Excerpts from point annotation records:
━━━━━━━━
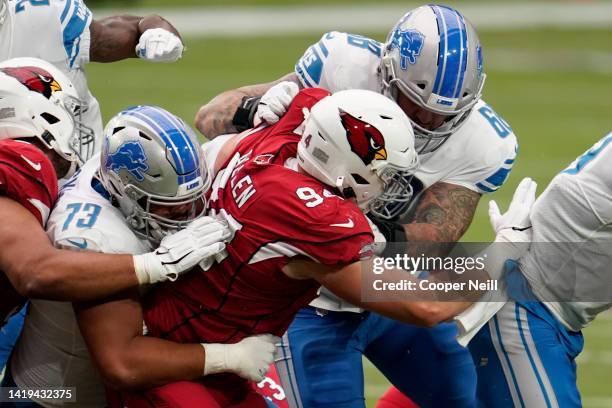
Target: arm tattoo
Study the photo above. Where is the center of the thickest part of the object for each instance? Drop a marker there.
(442, 215)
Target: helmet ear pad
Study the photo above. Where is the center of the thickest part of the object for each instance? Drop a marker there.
(152, 166)
(353, 141)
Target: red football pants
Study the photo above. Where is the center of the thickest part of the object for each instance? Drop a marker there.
(216, 391)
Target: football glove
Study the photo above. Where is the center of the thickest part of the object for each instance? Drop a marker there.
(159, 45)
(515, 225)
(199, 242)
(274, 103)
(250, 358)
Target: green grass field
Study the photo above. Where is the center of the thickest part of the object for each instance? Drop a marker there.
(557, 111)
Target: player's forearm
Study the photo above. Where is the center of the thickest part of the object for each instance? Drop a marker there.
(147, 362)
(76, 276)
(215, 118)
(115, 38)
(155, 21)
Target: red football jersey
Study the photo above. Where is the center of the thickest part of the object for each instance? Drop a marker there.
(28, 177)
(280, 214)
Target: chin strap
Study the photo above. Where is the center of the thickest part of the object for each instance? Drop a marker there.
(245, 114)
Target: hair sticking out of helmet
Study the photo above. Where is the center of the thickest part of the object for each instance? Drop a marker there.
(362, 144)
(434, 58)
(33, 78)
(153, 166)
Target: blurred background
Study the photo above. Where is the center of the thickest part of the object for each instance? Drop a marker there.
(549, 68)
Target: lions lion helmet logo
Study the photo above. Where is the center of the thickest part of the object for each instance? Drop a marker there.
(129, 156)
(409, 43)
(35, 79)
(366, 141)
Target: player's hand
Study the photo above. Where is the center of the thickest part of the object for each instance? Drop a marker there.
(200, 241)
(274, 103)
(159, 45)
(250, 358)
(515, 224)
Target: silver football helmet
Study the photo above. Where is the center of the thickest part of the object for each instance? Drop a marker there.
(153, 167)
(434, 58)
(360, 143)
(21, 76)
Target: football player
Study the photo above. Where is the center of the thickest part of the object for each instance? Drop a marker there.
(65, 33)
(298, 224)
(41, 144)
(431, 64)
(527, 353)
(150, 181)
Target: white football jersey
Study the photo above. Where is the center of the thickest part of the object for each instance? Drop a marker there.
(51, 351)
(56, 31)
(574, 213)
(478, 156)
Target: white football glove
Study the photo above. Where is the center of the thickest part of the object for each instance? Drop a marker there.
(513, 230)
(380, 242)
(515, 225)
(274, 103)
(250, 358)
(199, 242)
(159, 45)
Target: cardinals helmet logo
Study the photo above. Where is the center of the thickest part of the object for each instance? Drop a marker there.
(366, 141)
(35, 79)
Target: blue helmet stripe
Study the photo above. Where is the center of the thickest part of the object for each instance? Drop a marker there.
(464, 54)
(441, 48)
(173, 137)
(193, 165)
(452, 54)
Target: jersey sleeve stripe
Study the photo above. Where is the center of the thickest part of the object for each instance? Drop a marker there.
(277, 250)
(74, 30)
━━━━━━━━
● **WHAT THE TASK ASKS**
Present the records as a Markdown table with two columns, Row and Line, numbering each line in order and omitting blank lines. Leave the pictures out of the table.

● **TASK OUTPUT**
| Row | Line |
|---|---|
| 1 | Target: arm tattoo |
| 2 | Study the photo above. Where is the center of the thickest part of the object for each instance? Drop a marker there. |
| 3 | (442, 215) |
| 4 | Target: helmet ear pad |
| 5 | Study the photo above. Where is the center of the thickest part of the object for each instance? Drop a marker there. |
| 6 | (152, 166) |
| 7 | (353, 141) |
| 8 | Target: red football pants |
| 9 | Study the photo above. Where is the center of the thickest part of the object for each instance? Drop a marker there. |
| 10 | (216, 391) |
| 11 | Target: football glove |
| 12 | Study the photo above. Where is the center of the thickest part of the object for each instance? Drop a marker there. |
| 13 | (159, 45) |
| 14 | (515, 225) |
| 15 | (199, 242) |
| 16 | (274, 103) |
| 17 | (250, 358) |
| 18 | Target: green grass field |
| 19 | Study the photo above. Where is the center of the thickest part of the object for each instance? Drop a marker there. |
| 20 | (557, 111) |
| 21 | Target: player's forearm |
| 22 | Study the photo above. Where is the center of the thickest part of the object for each instance? Drop a marker there. |
| 23 | (147, 362) |
| 24 | (76, 276) |
| 25 | (215, 118) |
| 26 | (115, 38) |
| 27 | (155, 21) |
| 28 | Target: red football jersey |
| 29 | Study the photo above. Where is the center of the thickest part of the object for each instance? Drop a marker there. |
| 30 | (28, 177) |
| 31 | (280, 214) |
| 32 | Target: chin strap |
| 33 | Study the photo above. Where is the center of the thickest part of the object for each instance? Drop a marker there. |
| 34 | (245, 114) |
| 35 | Target: hair sticking out of helmet |
| 36 | Study the photo above. Where is the center of the thickest part of the object for each instance? Drop a marker there. |
| 37 | (362, 144) |
| 38 | (434, 58) |
| 39 | (33, 78) |
| 40 | (153, 166) |
| 41 | Target: blurred background |
| 42 | Study the photo above. Where is the center of the thickest part of the object for each instance? Drop a marker there. |
| 43 | (549, 68) |
| 44 | Target: lions lion helmet logo |
| 45 | Study the photo above. Where is the center of the thickest part of the object for each instance? Drop a marker there. |
| 46 | (129, 156) |
| 47 | (409, 43) |
| 48 | (35, 79) |
| 49 | (366, 141) |
| 50 | Target: player's hand |
| 51 | Study the photo above. Where is the center of the thickest part of the object for each instance? Drop a marker there. |
| 52 | (200, 241) |
| 53 | (274, 103) |
| 54 | (159, 45) |
| 55 | (250, 358) |
| 56 | (515, 224) |
| 57 | Target: silver football helmet |
| 58 | Study the photo above. Where is the center of the thickest part of the object for each instance? Drop a marker there. |
| 59 | (153, 167) |
| 60 | (434, 58) |
| 61 | (360, 143) |
| 62 | (21, 76) |
| 63 | Target: football player |
| 64 | Study the photo above. Where is the center of the thickest part of the object for each instance? Drop a marker there. |
| 65 | (65, 33) |
| 66 | (298, 224) |
| 67 | (41, 144) |
| 68 | (431, 64) |
| 69 | (527, 353) |
| 70 | (150, 181) |
| 71 | Target: white football jersey |
| 72 | Study the photo above. Where is the center of the thickest part of the object for each instance? Drop a marker there. |
| 73 | (51, 351) |
| 74 | (56, 31) |
| 75 | (574, 213) |
| 76 | (478, 156) |
| 77 | Target: white football glove |
| 78 | Study the photo above. Where is the center of the thickest part of the object for each instance? Drop a marker there. |
| 79 | (513, 230) |
| 80 | (380, 242) |
| 81 | (515, 225) |
| 82 | (274, 103) |
| 83 | (250, 358) |
| 84 | (199, 242) |
| 85 | (159, 45) |
| 86 | Target: cardinals helmet logo |
| 87 | Study the photo above. Where is the center of the thickest part of the object for each instance? Drop a marker there. |
| 88 | (366, 141) |
| 89 | (35, 79) |
| 90 | Target: blue helmet stripe |
| 91 | Study the photo above. Where is the center of the thickest part of the object for each instance? Drop a marker there. |
| 92 | (464, 54) |
| 93 | (441, 48) |
| 94 | (173, 137) |
| 95 | (193, 165) |
| 96 | (452, 54) |
| 97 | Target: jersey sleeve stripe |
| 98 | Study the photo above. Where is the center of the thickest part of the object for each instance? Drop a marker there. |
| 99 | (277, 250) |
| 100 | (74, 30) |